» **Görev 1**: Metinde Süleyman Soylu'nun söylediğine göre vatandaşa değen kaç hizmetleri var?

» **Metin**:
++++++++++++++++++++

| Komisyon Adı | : | İÇİŞLERİ KOMİSYONU |
| Konu | : | İçişleri Bakanı Süleyman Soylu'nun, İzmir Milletvekili Murat Bakan'ın yaptığı açıklamasındaki bazı ifadelerine ve daha sonra Komisyona güvenlikle ilgili bir sunum yapmak istediğine ilişkin açıklaması |
| Dönemi | : | 26 |
| Yasama Yılı | : | 3 |
| Tarih | : | 05 .10.2017 |
İÇİŞLERİ BAKANI SÜLEYMAN SOYLU (Trabzon) - Kıymetli arkadaşım, bir şey söylemek isterim: Ben de bir yıl, bir aydır İçişleri Bakanlığı yapıyorum. Terörle mücadele dâhil olmak üzere, hayatımızın olağan akışının kolaylaştırılması konusunda mesela bizim vatandaşa değen 680 tane hizmetimiz var, inanın hiçbiri birbirinden önemsiz değil. Yani buradan muradım şu: Şurada göç konusunda söylenecek düzenlemeyle... Ben şunu görmeliyim: Ben bir devletim, benim ülkeme gelebilecek herkesin kaydını en iyi şekilde görmeliyim. İki, benim ülkemde başkalarının kullanabileceği ve kullanmak için ülkeme onların zafiyetleri dolayısıyla sızdırılabilecek kişilerin kim olduğunu anlamalıyım, takip etmeliyim. Ben bir devletim ve ben yine bir devletim...
MURAT BAKAN (İzmir) - Biz bu hükümlerin çoğuna destek verdik Sayın Bakan.

++++++++++++++++++++

» **Verilen Veriler**:
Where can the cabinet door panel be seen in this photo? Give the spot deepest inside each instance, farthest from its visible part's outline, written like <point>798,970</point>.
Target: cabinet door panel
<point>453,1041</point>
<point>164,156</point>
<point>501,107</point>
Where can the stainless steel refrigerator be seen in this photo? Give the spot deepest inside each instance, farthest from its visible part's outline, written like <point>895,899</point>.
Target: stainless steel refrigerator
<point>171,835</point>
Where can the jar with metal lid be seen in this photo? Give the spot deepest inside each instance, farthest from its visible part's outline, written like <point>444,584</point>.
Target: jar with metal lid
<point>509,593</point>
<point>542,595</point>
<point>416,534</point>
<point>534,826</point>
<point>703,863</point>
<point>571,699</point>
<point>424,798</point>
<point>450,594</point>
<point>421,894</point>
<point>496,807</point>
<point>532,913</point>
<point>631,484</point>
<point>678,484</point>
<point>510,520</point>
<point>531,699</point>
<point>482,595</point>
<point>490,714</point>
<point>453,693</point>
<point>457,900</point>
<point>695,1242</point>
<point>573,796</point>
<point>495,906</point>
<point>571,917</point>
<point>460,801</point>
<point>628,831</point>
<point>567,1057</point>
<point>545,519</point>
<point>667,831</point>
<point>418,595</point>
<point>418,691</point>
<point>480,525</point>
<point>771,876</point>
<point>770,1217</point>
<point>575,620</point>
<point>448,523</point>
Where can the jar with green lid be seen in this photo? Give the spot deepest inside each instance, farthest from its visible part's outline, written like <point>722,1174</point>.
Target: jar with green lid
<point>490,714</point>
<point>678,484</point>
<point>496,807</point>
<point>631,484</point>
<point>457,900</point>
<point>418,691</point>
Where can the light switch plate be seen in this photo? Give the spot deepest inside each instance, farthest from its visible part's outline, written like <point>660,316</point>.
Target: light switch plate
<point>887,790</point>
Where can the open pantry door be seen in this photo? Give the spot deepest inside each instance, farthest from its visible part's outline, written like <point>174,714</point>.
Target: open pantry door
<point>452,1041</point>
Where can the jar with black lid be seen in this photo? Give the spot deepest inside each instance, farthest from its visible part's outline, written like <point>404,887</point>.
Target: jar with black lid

++++++++++++++++++++

» **Görev 2**: Kayıtların başından "<point>448,523</point>" ifadesini içeren satıra kadar uzanan bölümü, iki uç dahil, boş satırları atlayarak Markdown tablosu olarak düzenleyin. Sütunlar Sıra ve Satır olsun.

» **Çözüm 1**: 680 tane.

» **Çözüm 2**:
| Sıra | Satır |
|---|---|
| 1 | Where can the cabinet door panel be seen in this photo? Give the spot deepest inside each instance, farthest from its visible part's outline, written like <point>798,970</point>. |
| 2 | Target: cabinet door panel |
| 3 | <point>453,1041</point> |
| 4 | <point>164,156</point> |
| 5 | <point>501,107</point> |
| 6 | Where can the stainless steel refrigerator be seen in this photo? Give the spot deepest inside each instance, farthest from its visible part's outline, written like <point>895,899</point>. |
| 7 | Target: stainless steel refrigerator |
| 8 | <point>171,835</point> |
| 9 | Where can the jar with metal lid be seen in this photo? Give the spot deepest inside each instance, farthest from its visible part's outline, written like <point>444,584</point>. |
| 10 | Target: jar with metal lid |
| 11 | <point>509,593</point> |
| 12 | <point>542,595</point> |
| 13 | <point>416,534</point> |
| 14 | <point>534,826</point> |
| 15 | <point>703,863</point> |
| 16 | <point>571,699</point> |
| 17 | <point>424,798</point> |
| 18 | <point>450,594</point> |
| 19 | <point>421,894</point> |
| 20 | <point>496,807</point> |
| 21 | <point>532,913</point> |
| 22 | <point>631,484</point> |
| 23 | <point>678,484</point> |
| 24 | <point>510,520</point> |
| 25 | <point>531,699</point> |
| 26 | <point>482,595</point> |
| 27 | <point>490,714</point> |
| 28 | <point>453,693</point> |
| 29 | <point>457,900</point> |
| 30 | <point>695,1242</point> |
| 31 | <point>573,796</point> |
| 32 | <point>495,906</point> |
| 33 | <point>571,917</point> |
| 34 | <point>460,801</point> |
| 35 | <point>628,831</point> |
| 36 | <point>567,1057</point> |
| 37 | <point>545,519</point> |
| 38 | <point>667,831</point> |
| 39 | <point>418,595</point> |
| 40 | <point>418,691</point> |
| 41 | <point>480,525</point> |
| 42 | <point>771,876</point> |
| 43 | <point>770,1217</point> |
| 44 | <point>575,620</point> |
| 45 | <point>448,523</point> |